Natural-language object grounding data:
# # # # # # #

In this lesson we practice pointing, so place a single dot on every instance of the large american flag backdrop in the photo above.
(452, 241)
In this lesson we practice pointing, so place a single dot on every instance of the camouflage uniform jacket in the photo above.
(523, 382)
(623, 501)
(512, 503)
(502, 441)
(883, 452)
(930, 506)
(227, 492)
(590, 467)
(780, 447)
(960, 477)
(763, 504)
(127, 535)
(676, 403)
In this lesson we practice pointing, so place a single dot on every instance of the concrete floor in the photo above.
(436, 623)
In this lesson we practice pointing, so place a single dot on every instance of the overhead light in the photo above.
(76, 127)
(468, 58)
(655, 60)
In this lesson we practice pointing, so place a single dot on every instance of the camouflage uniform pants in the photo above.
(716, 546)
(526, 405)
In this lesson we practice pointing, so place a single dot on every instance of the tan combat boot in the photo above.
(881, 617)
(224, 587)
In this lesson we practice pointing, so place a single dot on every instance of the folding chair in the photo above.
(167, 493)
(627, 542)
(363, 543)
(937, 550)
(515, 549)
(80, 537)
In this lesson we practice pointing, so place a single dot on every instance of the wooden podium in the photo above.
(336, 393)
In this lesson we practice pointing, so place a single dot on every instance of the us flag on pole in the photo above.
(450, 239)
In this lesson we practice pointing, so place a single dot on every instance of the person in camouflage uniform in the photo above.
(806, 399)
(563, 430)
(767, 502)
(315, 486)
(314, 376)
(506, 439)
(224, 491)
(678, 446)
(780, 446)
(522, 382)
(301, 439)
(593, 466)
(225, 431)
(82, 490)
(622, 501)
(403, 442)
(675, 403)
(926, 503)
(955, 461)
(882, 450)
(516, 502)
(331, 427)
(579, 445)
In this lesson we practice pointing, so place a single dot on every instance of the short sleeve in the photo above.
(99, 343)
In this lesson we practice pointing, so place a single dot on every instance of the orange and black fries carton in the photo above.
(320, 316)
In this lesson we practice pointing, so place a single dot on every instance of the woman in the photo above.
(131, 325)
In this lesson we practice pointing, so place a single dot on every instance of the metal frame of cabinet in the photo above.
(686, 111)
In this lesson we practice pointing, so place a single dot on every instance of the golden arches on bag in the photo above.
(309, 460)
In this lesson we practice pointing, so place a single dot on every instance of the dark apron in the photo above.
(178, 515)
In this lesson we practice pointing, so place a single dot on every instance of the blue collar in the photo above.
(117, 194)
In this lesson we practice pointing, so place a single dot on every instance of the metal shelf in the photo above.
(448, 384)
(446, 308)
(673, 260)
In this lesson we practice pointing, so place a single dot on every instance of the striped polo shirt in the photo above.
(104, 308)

# # # # # # #

WHAT IS BEING ASKED: Every line of the data above should be retyped precisely.

RESULT FOR THIS TASK:
In this lesson we practice pointing, so place a single dot on every instance of the large american flag backdrop in the photo above.
(452, 241)
In this lesson we practice pointing, so place a single dot on every instance of the camouflage uniform jacket in the photo above.
(523, 382)
(623, 501)
(512, 503)
(502, 441)
(883, 452)
(930, 506)
(227, 492)
(590, 467)
(780, 447)
(960, 477)
(763, 504)
(127, 535)
(676, 403)
In this lesson we practice pointing, so place a single dot on every instance of the concrete floor in the photo above.
(436, 623)
In this lesson we practice pointing, so place a single dot on every instance of the overhead light in the photo above.
(76, 127)
(468, 58)
(655, 60)
In this lesson we practice pointing, so place a single dot on every instance of the camouflage uniform pants in the photo above.
(716, 546)
(526, 405)
In this lesson we practice pointing, so place a single dot on every instance of the tan combat boot in the photo above.
(881, 617)
(224, 587)
In this lesson we practice pointing, so place a single dot on every instance of the folding chair in the photo above.
(167, 493)
(627, 542)
(363, 543)
(937, 550)
(515, 549)
(80, 537)
In this lesson we practice pointing, so place a single dot on every instance of the wooden podium in the photo above.
(336, 393)
In this lesson we practice pointing, so place a single dot on every instance of the us flag on pole in the photo above.
(450, 239)
In this lesson we practice pointing, so place a single dot on every instance of the person in camouflage uniform in the photo above.
(806, 399)
(563, 430)
(767, 502)
(315, 486)
(314, 376)
(506, 439)
(224, 491)
(678, 446)
(780, 446)
(522, 382)
(301, 439)
(593, 466)
(225, 431)
(82, 490)
(622, 501)
(403, 442)
(675, 403)
(926, 503)
(955, 461)
(882, 450)
(516, 502)
(331, 427)
(579, 445)
In this lesson we practice pointing, so place a single dot on every instance of the short sleeve in the photo above.
(99, 343)
In this lesson we practice pointing, so place a single dot on every instance of the orange and black fries carton in the photo above.
(320, 316)
In this lesson we practice pointing, so place a single dot on every instance of the woman in the photo above.
(131, 325)
In this lesson we practice pointing, so place a single dot on every instance of the metal frame of cabinet in the photo above.
(686, 111)
In this lesson we practice pointing, so place a single dot on every instance of the golden arches on bag in the photo above.
(309, 460)
In this lesson we practice pointing, so place a single dot on every instance of the dark apron in the photo above.
(178, 515)
In this lesson we practice pointing, so place a single dot on every instance of the blue collar in the photo above.
(117, 194)
In this lesson we practice pointing, so place a single dot on every instance of the metal shelf in the photo above.
(448, 384)
(446, 308)
(673, 260)
In this lesson we practice pointing, so place a single dot on every instance of the striped polo shirt in the photo above.
(104, 308)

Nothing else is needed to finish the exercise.